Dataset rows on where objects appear

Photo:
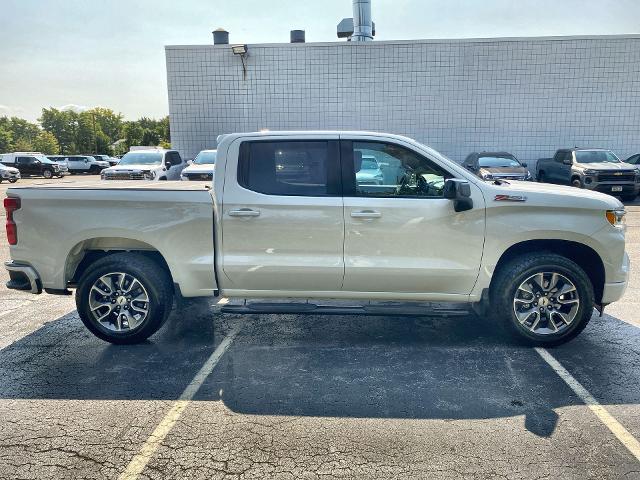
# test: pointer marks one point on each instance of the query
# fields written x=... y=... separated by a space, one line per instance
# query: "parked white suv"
x=151 y=164
x=202 y=167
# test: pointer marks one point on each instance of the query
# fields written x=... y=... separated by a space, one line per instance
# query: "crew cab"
x=33 y=164
x=147 y=164
x=593 y=169
x=287 y=218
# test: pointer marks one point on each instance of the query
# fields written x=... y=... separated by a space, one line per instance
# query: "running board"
x=373 y=309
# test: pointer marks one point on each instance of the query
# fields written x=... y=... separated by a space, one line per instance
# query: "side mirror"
x=460 y=192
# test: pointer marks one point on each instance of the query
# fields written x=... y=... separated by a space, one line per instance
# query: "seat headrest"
x=357 y=160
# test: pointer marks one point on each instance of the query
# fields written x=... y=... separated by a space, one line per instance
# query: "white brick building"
x=528 y=96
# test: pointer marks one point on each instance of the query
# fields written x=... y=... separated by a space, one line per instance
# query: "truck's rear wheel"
x=545 y=298
x=124 y=298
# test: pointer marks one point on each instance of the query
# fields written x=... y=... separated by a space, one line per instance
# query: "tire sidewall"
x=158 y=309
x=585 y=310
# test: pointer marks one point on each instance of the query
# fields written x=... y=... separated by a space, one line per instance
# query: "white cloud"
x=75 y=108
x=9 y=111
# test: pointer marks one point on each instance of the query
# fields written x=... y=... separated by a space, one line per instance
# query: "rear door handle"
x=244 y=212
x=366 y=214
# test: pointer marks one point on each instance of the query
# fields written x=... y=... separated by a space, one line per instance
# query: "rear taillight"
x=11 y=204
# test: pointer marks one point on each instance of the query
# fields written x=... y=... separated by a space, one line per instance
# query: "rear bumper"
x=23 y=277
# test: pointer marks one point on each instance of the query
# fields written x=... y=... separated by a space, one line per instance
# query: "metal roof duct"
x=362 y=24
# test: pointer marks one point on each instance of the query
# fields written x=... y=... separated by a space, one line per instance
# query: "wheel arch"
x=88 y=251
x=583 y=255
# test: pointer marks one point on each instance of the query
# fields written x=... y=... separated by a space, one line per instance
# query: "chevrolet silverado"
x=286 y=217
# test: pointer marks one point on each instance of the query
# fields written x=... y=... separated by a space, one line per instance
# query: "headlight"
x=616 y=217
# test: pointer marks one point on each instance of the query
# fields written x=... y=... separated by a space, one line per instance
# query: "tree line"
x=98 y=130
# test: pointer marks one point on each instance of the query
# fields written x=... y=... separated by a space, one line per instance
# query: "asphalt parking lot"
x=285 y=396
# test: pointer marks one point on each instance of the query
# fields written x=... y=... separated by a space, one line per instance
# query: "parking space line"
x=621 y=433
x=141 y=459
x=11 y=310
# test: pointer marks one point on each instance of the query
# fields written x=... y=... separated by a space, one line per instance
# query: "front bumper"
x=612 y=188
x=614 y=291
x=23 y=277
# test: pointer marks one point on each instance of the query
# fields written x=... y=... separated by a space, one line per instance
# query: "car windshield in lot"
x=141 y=158
x=369 y=164
x=596 y=156
x=205 y=158
x=498 y=162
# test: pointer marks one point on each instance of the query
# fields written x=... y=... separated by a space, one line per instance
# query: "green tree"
x=23 y=130
x=6 y=140
x=46 y=143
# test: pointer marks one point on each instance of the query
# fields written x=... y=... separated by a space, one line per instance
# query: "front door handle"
x=244 y=212
x=366 y=214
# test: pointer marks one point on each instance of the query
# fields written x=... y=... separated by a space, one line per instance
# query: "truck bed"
x=117 y=185
x=58 y=224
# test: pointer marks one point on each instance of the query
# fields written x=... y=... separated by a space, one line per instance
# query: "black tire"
x=511 y=275
x=156 y=281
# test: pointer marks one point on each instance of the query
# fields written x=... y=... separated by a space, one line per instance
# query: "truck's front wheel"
x=547 y=299
x=124 y=298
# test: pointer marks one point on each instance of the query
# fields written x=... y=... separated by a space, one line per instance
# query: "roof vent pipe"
x=297 y=36
x=220 y=37
x=362 y=24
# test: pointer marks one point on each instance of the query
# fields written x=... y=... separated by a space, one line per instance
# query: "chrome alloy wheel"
x=119 y=302
x=546 y=303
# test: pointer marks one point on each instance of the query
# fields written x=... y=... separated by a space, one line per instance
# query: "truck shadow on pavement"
x=348 y=366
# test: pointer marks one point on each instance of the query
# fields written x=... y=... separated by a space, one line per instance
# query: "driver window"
x=388 y=170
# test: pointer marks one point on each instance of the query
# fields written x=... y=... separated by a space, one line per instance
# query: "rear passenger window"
x=300 y=168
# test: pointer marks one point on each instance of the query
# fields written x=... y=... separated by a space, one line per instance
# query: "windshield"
x=369 y=164
x=141 y=158
x=498 y=162
x=206 y=158
x=596 y=156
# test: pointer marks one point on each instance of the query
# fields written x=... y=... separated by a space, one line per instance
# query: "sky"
x=79 y=54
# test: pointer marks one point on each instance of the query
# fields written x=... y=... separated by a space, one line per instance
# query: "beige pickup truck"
x=287 y=217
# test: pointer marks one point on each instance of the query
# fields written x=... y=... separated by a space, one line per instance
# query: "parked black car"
x=633 y=159
x=497 y=166
x=596 y=169
x=33 y=165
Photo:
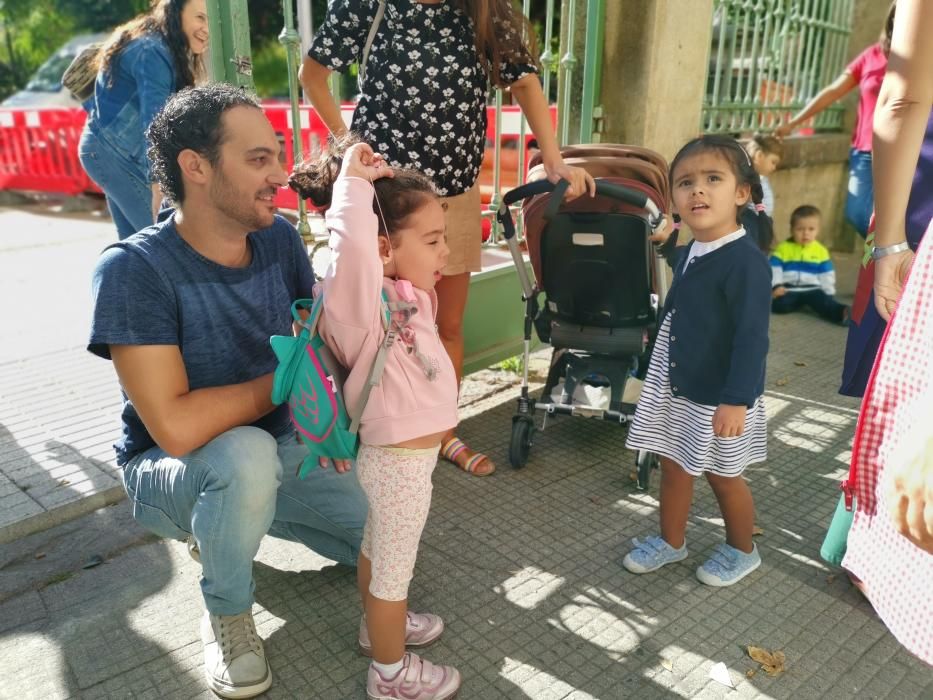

What the task requires: Select every line of the data above that contains the string "parking". Case counts.

Solution for this task:
# query: "asphalt parking lot"
# query: "parking space line"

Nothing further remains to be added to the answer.